**WORK TASK**
Transcribe only the part of the material below that begins at the line containing "like (493, 164)." and ends at the line containing "Target: blue sky", with both kept and images left out.

**THE RECORDS**

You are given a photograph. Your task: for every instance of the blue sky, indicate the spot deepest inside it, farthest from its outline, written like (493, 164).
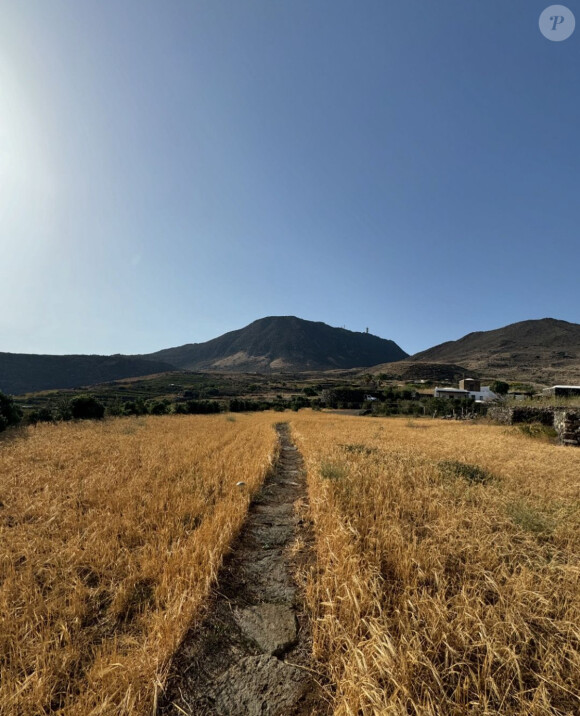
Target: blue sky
--
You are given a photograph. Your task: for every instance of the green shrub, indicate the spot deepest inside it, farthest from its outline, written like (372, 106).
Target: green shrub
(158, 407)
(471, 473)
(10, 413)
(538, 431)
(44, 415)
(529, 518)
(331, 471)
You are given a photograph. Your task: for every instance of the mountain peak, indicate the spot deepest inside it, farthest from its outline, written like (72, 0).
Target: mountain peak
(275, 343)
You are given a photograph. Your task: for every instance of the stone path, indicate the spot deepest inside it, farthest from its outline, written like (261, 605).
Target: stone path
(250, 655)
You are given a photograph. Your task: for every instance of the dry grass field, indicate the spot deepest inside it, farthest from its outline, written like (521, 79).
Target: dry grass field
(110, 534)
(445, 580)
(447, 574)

**TASK ANSWER**
You are given a photograph. Your task: for every instance of the blue sky, indicate the spot deepest inside it, farthest from its outline, written like (493, 164).
Target: blue sky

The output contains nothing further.